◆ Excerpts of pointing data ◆

-- Start --

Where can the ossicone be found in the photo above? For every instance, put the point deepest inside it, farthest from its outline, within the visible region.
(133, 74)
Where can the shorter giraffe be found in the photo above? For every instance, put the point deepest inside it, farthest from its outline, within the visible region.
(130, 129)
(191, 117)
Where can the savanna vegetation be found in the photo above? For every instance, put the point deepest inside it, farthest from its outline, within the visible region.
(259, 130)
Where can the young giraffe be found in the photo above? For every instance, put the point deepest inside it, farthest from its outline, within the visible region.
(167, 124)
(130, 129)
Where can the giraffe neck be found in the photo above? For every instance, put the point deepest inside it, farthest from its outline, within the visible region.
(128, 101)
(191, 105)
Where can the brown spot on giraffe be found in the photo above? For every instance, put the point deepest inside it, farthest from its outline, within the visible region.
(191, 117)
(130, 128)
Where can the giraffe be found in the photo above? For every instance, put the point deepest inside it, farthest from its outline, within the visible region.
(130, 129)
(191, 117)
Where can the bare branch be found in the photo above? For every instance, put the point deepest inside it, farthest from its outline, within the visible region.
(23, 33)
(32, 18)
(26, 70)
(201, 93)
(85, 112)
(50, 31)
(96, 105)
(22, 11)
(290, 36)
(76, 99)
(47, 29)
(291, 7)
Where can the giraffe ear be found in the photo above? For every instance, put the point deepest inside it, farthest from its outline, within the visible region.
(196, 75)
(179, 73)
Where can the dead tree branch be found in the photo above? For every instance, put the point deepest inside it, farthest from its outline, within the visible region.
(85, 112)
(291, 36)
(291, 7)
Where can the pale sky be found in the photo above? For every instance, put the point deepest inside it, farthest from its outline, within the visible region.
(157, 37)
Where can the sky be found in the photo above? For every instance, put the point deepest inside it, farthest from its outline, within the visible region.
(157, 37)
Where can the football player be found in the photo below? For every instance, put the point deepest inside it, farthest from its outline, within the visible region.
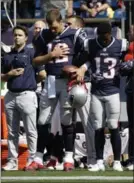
(77, 22)
(105, 53)
(56, 49)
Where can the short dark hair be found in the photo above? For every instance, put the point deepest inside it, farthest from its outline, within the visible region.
(23, 28)
(53, 15)
(104, 27)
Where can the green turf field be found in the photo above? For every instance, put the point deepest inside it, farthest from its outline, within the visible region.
(80, 176)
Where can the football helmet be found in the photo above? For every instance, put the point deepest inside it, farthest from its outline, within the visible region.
(77, 94)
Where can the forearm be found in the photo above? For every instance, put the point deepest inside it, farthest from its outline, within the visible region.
(84, 7)
(41, 76)
(5, 77)
(85, 66)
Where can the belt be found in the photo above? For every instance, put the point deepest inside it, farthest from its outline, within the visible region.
(20, 93)
(60, 77)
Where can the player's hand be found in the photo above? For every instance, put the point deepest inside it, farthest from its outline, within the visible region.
(59, 51)
(69, 12)
(80, 74)
(16, 72)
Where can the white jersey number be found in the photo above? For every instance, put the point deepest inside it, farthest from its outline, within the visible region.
(111, 62)
(58, 60)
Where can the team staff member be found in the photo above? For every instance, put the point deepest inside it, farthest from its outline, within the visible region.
(20, 100)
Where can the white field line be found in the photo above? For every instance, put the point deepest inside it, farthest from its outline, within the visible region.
(68, 178)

-- End --

◆ REQUEST ◆
Retype, without any change, the lines running from the one containing "Where can the white field" through the final line, both ends included.

◆ RESPONSE ◆
Where can the white field line be found in the photo above? For every instance, put the point deepest inside it, farthest from its outline, within the visible region.
(68, 178)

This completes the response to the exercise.